(WORK TASK):
Restate the listing exactly and in full.

(EXERCISE DATA):

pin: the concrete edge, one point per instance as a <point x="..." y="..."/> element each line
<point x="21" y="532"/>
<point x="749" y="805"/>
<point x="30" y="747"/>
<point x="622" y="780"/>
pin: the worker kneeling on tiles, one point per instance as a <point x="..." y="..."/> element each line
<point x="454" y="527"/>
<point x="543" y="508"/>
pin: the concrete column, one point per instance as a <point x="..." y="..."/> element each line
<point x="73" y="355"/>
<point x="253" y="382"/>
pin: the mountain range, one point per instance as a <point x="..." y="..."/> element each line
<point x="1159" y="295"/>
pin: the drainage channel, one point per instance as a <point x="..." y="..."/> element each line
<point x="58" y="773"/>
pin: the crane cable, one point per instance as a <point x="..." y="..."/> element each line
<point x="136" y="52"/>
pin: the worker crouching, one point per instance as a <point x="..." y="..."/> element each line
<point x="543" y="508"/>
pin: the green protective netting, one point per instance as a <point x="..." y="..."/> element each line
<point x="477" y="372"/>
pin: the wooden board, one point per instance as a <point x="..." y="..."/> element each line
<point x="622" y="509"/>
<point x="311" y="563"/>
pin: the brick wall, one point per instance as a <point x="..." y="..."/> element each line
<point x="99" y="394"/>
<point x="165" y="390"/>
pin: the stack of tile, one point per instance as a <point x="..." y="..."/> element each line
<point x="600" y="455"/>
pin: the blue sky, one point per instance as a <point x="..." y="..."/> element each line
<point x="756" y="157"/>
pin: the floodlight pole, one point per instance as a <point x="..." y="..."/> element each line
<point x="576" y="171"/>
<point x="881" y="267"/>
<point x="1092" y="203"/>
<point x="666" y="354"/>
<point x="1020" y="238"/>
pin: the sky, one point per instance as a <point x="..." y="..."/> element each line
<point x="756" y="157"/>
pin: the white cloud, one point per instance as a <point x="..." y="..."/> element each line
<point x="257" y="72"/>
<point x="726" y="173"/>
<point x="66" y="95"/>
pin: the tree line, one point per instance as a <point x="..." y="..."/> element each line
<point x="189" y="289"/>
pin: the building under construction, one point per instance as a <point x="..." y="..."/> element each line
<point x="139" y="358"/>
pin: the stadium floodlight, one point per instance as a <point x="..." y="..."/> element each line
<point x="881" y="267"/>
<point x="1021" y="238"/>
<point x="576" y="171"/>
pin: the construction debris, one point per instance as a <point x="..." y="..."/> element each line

(TASK ANSWER):
pin: the concrete edge, one point per instance as a <point x="..." y="..."/> element each line
<point x="21" y="532"/>
<point x="749" y="805"/>
<point x="30" y="747"/>
<point x="622" y="780"/>
pin: the worker kneeling on tiles, one point per instance as a <point x="..." y="..."/> element each line
<point x="454" y="527"/>
<point x="543" y="508"/>
pin: the concrete column, one point per instance as a <point x="..." y="..."/> element each line
<point x="73" y="355"/>
<point x="253" y="382"/>
pin: the mountain range, one point per instance as a <point x="..." y="..."/> element each line
<point x="1159" y="295"/>
pin: the drainage channel, one point per instance as a <point x="..." y="..."/> element each line
<point x="58" y="773"/>
pin: the crane cable, one point per instance as a <point x="..." y="..."/> element each line
<point x="136" y="52"/>
pin: the worker crouching, one point per instance as a <point x="..." y="..."/> element each line
<point x="543" y="508"/>
pin: the green protective netting, one point per instance as a <point x="..." y="..."/> element each line
<point x="477" y="372"/>
pin: the wooden board, one point per instance as a <point x="..." y="..."/> element each line
<point x="622" y="509"/>
<point x="311" y="563"/>
pin: the brick wall, one point per instance as a <point x="..." y="..."/> element each line
<point x="99" y="394"/>
<point x="165" y="390"/>
pin: the stack of tile, one point per instance as a <point x="..." y="..."/> element each line
<point x="600" y="455"/>
pin: the blue sky, one point per instance as a <point x="..." y="..."/> element each line
<point x="756" y="157"/>
pin: the floodlight pole, one point per instance as a <point x="..." y="..."/> element each line
<point x="576" y="171"/>
<point x="881" y="267"/>
<point x="1092" y="203"/>
<point x="666" y="354"/>
<point x="1020" y="238"/>
pin: the sky, one point per instance as a <point x="..." y="..."/> element each line
<point x="756" y="157"/>
pin: the white cloud, one point per instance as a <point x="..." y="..."/> element each line
<point x="257" y="72"/>
<point x="726" y="173"/>
<point x="66" y="95"/>
pin: the tree line, one point per instance as a <point x="..." y="..."/> element each line
<point x="189" y="289"/>
pin: the building under construction, one point per instance as a <point x="..." y="..."/> element each line
<point x="139" y="358"/>
pin: the stadium floodlight, one point per instance as a <point x="..." y="..."/> element each line
<point x="881" y="267"/>
<point x="1021" y="238"/>
<point x="576" y="171"/>
pin: the construction debris, one point per instance as a <point x="..." y="..."/> element each line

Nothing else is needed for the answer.